*** SOURCE RECORDS Section Begins ***

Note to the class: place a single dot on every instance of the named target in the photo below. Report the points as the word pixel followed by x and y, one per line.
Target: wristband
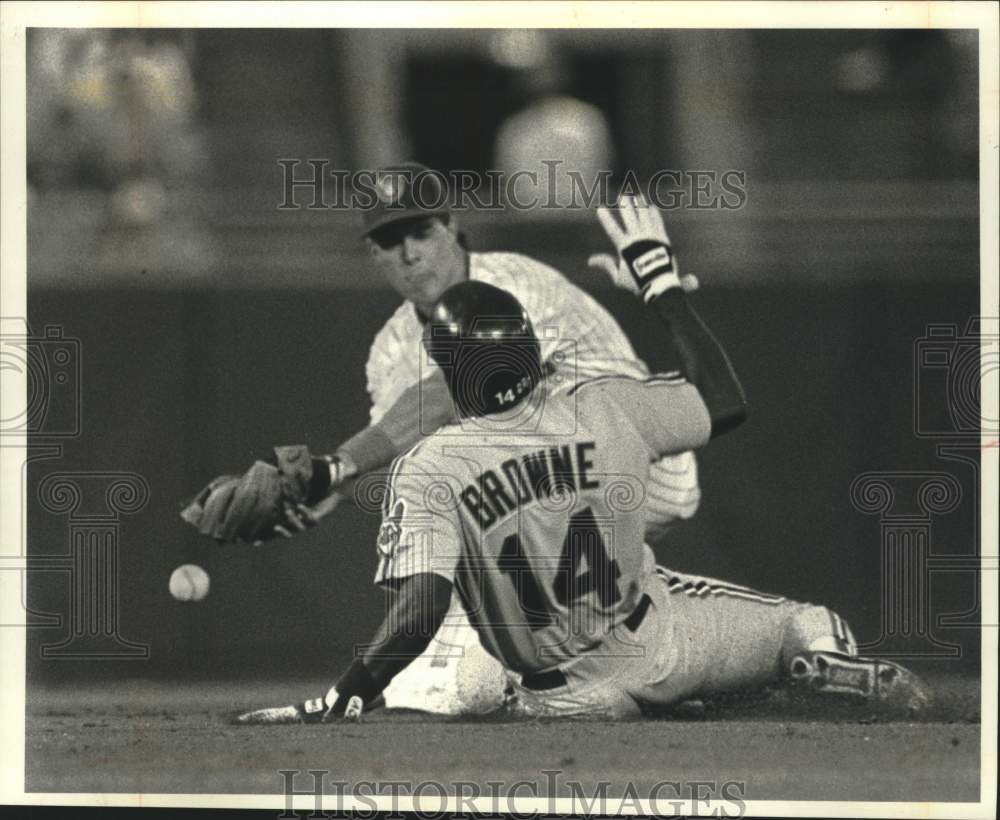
pixel 651 264
pixel 325 476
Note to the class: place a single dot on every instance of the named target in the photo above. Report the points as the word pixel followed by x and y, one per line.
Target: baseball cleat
pixel 355 708
pixel 311 711
pixel 869 679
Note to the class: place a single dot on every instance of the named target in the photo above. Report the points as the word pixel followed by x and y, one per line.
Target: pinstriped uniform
pixel 567 321
pixel 579 339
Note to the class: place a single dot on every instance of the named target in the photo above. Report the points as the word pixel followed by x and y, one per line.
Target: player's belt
pixel 554 678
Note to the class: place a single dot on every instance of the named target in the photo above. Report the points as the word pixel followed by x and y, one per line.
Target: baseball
pixel 189 582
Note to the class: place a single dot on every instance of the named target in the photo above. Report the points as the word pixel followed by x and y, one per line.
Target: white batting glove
pixel 618 271
pixel 647 265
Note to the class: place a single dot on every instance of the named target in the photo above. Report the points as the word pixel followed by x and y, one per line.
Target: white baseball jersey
pixel 579 339
pixel 541 533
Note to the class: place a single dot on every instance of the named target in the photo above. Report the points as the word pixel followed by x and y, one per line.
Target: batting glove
pixel 646 261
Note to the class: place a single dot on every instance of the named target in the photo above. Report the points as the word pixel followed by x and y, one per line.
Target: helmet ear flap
pixel 481 338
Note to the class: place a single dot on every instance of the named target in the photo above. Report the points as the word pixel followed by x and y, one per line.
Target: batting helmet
pixel 481 338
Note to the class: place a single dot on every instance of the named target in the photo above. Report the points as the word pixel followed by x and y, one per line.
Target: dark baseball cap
pixel 405 191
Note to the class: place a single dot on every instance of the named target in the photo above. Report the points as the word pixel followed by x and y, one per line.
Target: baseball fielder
pixel 535 529
pixel 420 253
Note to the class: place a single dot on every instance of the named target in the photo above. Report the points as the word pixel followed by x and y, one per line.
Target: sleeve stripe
pixel 672 378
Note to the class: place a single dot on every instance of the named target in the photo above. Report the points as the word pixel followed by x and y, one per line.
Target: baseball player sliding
pixel 420 252
pixel 536 530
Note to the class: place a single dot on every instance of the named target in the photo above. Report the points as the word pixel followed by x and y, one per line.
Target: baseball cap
pixel 405 191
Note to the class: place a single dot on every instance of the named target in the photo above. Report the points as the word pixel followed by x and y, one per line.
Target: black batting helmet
pixel 481 338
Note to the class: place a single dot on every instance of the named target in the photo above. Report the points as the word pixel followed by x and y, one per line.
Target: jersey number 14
pixel 584 540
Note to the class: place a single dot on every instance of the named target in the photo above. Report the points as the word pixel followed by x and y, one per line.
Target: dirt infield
pixel 152 738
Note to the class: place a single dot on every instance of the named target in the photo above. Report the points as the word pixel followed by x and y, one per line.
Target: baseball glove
pixel 247 507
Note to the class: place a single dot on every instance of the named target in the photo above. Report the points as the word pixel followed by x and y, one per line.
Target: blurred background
pixel 213 325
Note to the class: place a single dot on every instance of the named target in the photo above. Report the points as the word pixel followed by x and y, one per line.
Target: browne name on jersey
pixel 525 479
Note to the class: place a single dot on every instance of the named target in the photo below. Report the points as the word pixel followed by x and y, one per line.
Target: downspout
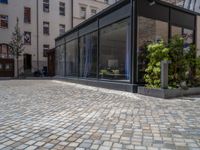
pixel 72 13
pixel 37 22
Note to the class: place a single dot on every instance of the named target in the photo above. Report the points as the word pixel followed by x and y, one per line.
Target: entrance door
pixel 27 62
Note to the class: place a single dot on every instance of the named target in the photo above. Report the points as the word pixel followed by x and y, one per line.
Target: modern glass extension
pixel 110 48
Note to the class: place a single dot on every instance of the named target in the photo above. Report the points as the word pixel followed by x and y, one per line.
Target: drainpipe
pixel 37 22
pixel 72 13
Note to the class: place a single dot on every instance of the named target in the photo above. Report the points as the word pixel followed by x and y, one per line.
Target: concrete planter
pixel 168 93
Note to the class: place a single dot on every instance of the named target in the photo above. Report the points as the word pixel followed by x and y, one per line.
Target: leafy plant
pixel 184 69
pixel 16 44
pixel 156 53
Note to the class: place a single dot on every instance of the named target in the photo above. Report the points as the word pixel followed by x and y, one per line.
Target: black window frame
pixel 62 8
pixel 25 40
pixel 4 1
pixel 45 49
pixel 46 29
pixel 4 20
pixel 27 15
pixel 46 6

*** SOURCE RECORDS Section Ends ***

### AIM OF THE EXERCISE
Give back the listing exactly, without a single picture.

### COMPLETED EXERCISE
Note to the class: place a single dot on every instance of the named target in the photo below. Report the points as the word pixel followed by x and y, one per line.
Target: wristband
pixel 651 264
pixel 325 476
Note to the class: place a single dot on every instance of the named target in the photo above. Report the points as the word pixel followed by x and y, one per line.
Target: baseball cleat
pixel 355 708
pixel 311 711
pixel 869 679
Note to the class: place a single dot on every instance of the named target in the photo above. Report the points as the word pixel followed by x and y, one per line.
Target: pinstriped uniform
pixel 567 321
pixel 579 339
Note to the class: place a single dot on every instance of the named target in the photo above. Report the points as the word pixel followed by x and y, one per line.
Target: player's belt
pixel 554 678
Note to the class: place a single dot on every instance of the named target in the photo above. Report the points as the word pixel followed by x and y, one per line.
Target: baseball
pixel 189 582
Note to the class: place a single dot on every instance of the named target in the photo above. Report the points as the word pixel followed by x and y, one per line.
Target: white batting glove
pixel 618 271
pixel 647 265
Note to the class: place a single dot on every instance of the named target in the photo above. Report the points as the word pixel followed by x and y, one per line.
Target: white baseball jersey
pixel 579 339
pixel 541 533
Note to the class: place a single dot on every instance of the named target in the photo above. Report the points as the word pixel followed by x and y, one per line.
Target: batting glove
pixel 646 261
Note to the class: place a single dot on every instance of the named target in the photo above. Report the points as the word pixel followed by x and y, one per line.
Target: helmet ear flap
pixel 481 338
Note to the class: place a single dot on every instance of the named target in the photo above. Report the points as the word pixel followed by x and y, one per line.
Target: batting helmet
pixel 481 338
Note to the class: place a single dot on every instance of the named target in the photo above. Report the points as the word pixel followed by x and y, one per line.
Target: dark baseball cap
pixel 405 191
Note to the class: place a single dot on every instance of the named target in the photo above. Report the points as the word pixel followed by x and y, one per line.
Target: baseball fielder
pixel 535 529
pixel 420 253
Note to the class: place a single dot on every instance of the named target in the photo above. Report the points as the word pixel followed by x and y, one per line.
Target: sleeve stripe
pixel 672 378
Note to the class: place a single dot on every instance of the named target in the photo above. Report the points as the word pixel followed by x and y, one per line.
Target: baseball player sliding
pixel 420 252
pixel 536 530
Note to the class: place a single dot on every instance of the named target in the photo above. Report the points as the word pixel followed by x and y, one per line.
Target: baseball cap
pixel 405 191
Note to the class: place a single dot on every instance of the named target in the photo above. Report the points as the word pixel followed by x and y, one per line.
Target: black batting helmet
pixel 481 338
Note to the class: place a single dot on every instance of the named target in the photo above. Report the points as the word pixel followed by x and y, one per line.
Target: jersey number 14
pixel 584 540
Note to the class: place a single dot on every instance of the named target in the photo above. Report the points as the word pixel followed by x and y, one per line.
Target: dirt infield
pixel 152 738
Note to the class: place a single dot on every instance of the named target in the photo above. Report the points as the word pixel followed by x and y, one per line.
Target: baseball glove
pixel 247 507
Note to the class: place a single dot on every instance of the named target in the photo above. Report the points as the word pixel followed by x and y, one per line.
Target: blurred background
pixel 213 325
Note to the class: place a single dot on every instance of the named target in the photo above. Report the points as the word pixel followed by x and y, one per line.
Target: browne name on jersey
pixel 525 479
Note to the class: place a single dot on every instance of the named target in the photo below. Report the points as the word pixel followed by x and y, one per line.
Target: downspout
pixel 72 13
pixel 37 22
Note to the class: place a single dot on every instance of the named target in the photo above. Report the points as the word pixel followed by x and y, one per line.
Target: entrance door
pixel 27 62
Note to the class: place a single dot on every instance of the named target in the photo above. Report the points as the word pixel followed by x and y, one per line.
Target: modern glass extension
pixel 110 48
Note to the class: place a single dot on every instance of the named target in the photo above. Report the points as the word pixel followed by x and y, one per line.
Target: drainpipe
pixel 37 22
pixel 72 13
Note to the class: place a single dot on every instance of the named target in the photo above. Report the points as the word pixel followed by x and y, one per line.
Target: concrete planter
pixel 168 93
Note to the class: place a single dot on every instance of the named target in the photo above. Report the points as the word pixel followed by x and y, one per line.
Target: leafy plant
pixel 184 69
pixel 16 44
pixel 156 53
Note to the class: place a single dot on every instance of the named target in the photo above. Report the points as the word pixel followed by x and y, one per line.
Target: black window frame
pixel 62 8
pixel 25 40
pixel 4 1
pixel 45 49
pixel 46 29
pixel 4 20
pixel 27 15
pixel 46 6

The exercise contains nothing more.